Data to use >>
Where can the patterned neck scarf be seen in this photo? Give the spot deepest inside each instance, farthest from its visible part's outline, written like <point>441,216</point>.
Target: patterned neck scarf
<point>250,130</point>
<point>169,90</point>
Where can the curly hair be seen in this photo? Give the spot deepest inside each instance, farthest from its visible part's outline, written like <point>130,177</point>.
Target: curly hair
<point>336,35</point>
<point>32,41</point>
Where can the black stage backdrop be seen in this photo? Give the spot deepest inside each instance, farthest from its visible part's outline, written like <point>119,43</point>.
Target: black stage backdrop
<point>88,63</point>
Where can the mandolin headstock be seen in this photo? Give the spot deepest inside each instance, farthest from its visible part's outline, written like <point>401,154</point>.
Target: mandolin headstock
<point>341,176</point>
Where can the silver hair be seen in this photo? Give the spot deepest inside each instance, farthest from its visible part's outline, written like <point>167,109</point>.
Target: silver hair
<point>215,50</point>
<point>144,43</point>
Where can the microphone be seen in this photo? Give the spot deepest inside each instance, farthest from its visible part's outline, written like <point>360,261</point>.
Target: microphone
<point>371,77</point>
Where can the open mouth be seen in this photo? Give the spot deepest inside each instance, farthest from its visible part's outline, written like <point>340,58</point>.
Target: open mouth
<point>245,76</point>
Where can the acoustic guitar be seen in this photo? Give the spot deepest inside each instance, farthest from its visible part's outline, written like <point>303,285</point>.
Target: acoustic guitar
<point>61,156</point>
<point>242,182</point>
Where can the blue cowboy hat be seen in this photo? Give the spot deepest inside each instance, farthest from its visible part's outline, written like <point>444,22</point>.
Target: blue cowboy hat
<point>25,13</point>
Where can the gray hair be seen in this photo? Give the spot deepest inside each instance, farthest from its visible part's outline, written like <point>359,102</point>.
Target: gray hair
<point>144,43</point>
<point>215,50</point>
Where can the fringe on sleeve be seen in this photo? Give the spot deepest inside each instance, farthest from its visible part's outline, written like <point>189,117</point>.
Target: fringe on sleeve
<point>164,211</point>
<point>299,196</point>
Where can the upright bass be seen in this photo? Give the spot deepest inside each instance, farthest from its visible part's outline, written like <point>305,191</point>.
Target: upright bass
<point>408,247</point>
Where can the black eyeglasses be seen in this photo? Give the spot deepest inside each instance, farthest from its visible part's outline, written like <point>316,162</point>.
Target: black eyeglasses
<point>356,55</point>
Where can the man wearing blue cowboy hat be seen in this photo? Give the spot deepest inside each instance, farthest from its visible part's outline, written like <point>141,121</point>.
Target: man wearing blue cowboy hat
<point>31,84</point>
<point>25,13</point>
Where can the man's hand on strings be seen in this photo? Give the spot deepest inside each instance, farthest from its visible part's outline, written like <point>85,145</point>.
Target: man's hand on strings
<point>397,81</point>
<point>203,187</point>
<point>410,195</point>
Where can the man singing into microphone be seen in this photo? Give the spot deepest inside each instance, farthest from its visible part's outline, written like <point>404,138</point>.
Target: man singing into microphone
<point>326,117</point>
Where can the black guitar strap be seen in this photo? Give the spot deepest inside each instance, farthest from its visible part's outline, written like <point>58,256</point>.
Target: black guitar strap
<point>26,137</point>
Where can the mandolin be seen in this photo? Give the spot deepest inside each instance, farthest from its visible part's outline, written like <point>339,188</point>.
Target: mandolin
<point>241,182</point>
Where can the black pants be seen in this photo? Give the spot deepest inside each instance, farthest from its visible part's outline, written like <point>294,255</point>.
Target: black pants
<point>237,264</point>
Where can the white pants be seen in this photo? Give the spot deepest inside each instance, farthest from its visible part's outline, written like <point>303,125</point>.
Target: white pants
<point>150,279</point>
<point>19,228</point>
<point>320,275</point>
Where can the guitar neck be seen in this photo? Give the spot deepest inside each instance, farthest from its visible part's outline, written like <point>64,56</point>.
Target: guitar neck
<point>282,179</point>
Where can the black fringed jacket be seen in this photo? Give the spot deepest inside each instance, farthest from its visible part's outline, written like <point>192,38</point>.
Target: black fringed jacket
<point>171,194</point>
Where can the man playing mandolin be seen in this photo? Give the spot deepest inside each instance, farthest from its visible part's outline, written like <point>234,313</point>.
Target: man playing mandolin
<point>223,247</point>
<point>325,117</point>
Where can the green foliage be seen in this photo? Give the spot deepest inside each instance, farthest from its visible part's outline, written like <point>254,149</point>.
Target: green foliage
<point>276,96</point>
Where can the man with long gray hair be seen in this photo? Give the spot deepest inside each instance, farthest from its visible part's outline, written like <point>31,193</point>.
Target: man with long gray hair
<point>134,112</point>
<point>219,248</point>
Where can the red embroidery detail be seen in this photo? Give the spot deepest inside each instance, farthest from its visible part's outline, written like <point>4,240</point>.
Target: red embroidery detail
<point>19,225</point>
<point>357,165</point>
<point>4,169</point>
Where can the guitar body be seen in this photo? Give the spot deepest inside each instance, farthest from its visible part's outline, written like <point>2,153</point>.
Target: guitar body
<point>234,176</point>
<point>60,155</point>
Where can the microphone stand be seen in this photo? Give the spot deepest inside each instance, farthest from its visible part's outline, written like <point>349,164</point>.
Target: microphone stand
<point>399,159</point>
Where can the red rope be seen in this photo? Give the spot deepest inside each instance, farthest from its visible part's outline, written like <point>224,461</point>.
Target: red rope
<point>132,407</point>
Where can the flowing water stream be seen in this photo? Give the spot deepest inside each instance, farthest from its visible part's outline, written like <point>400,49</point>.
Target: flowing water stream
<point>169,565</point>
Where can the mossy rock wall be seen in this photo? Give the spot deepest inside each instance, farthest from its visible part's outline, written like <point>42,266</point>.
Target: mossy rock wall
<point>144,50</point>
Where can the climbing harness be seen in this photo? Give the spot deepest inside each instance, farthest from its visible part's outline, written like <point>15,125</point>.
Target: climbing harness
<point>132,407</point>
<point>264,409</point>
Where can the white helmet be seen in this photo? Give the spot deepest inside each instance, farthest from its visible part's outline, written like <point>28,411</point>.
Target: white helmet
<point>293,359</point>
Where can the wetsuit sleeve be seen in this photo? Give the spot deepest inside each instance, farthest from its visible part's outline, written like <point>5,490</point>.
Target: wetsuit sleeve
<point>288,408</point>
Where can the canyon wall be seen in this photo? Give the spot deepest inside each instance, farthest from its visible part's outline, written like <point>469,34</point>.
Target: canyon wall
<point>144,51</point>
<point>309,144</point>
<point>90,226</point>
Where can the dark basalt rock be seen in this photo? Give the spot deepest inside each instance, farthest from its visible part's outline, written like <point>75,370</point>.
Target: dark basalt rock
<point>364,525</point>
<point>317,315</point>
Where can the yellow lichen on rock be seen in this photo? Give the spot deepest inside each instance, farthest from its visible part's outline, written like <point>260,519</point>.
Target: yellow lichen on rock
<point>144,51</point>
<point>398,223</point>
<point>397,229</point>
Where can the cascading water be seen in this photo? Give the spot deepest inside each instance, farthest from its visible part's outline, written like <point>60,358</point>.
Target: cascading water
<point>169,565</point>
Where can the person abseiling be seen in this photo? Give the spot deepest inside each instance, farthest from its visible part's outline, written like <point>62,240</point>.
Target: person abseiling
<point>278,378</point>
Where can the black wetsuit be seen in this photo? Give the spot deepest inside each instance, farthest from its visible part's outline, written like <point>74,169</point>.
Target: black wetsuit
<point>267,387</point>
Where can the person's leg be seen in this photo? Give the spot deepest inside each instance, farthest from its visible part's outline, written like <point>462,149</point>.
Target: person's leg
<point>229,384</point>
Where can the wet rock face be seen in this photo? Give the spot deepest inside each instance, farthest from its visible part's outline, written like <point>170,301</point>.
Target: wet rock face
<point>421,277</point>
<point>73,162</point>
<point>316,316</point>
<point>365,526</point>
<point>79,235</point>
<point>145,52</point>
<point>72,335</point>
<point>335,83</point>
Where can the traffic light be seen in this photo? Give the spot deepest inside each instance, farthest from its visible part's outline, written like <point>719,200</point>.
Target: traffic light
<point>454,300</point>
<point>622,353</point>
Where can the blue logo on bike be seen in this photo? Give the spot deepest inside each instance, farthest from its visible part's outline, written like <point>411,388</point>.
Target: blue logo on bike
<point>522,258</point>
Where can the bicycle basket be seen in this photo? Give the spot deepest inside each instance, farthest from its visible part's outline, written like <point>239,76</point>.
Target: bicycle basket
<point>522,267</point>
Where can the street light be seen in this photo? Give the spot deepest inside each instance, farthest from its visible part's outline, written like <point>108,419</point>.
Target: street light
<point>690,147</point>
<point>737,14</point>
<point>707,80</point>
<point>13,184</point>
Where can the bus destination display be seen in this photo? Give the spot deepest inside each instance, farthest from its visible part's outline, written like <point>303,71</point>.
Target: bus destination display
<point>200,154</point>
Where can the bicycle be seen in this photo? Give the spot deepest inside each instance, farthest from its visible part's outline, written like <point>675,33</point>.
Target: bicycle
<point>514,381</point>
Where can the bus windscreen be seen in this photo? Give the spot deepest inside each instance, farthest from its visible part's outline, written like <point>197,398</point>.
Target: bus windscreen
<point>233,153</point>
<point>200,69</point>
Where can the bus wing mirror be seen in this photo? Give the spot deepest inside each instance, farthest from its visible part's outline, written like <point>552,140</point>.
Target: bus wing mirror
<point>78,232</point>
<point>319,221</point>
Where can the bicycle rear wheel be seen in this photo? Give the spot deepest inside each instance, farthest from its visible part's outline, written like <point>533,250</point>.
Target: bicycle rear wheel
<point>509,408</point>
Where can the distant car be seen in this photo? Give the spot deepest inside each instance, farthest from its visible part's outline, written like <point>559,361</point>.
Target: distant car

Required task >> Copy the stretch of material from the line containing "Where can the bicycle basket" through the line containing "<point>514,381</point>", reproducing each line verbatim, both end lines included.

Task answer >>
Where can the bicycle basket be seen in this photo? Give the spot deepest inside each instance, farthest from its visible part's outline, written like <point>239,76</point>.
Target: bicycle basket
<point>522,267</point>
Where can the street light be seen in this photo? Give the spot deepest inside each instance, farthest from its visible part's outline, written like <point>108,419</point>.
Target: street light
<point>690,147</point>
<point>737,14</point>
<point>707,80</point>
<point>13,184</point>
Where can the bus destination display be seen in this photo? Give the spot deepest inside each instance, farthest from its visible part's outline, written like <point>303,71</point>.
Target: bus destination display
<point>200,154</point>
Where can the bicycle be seen in this photo? Give the spot deepest inside each instance, farthest from its visible part's outline, written like <point>675,33</point>.
Target: bicycle
<point>514,381</point>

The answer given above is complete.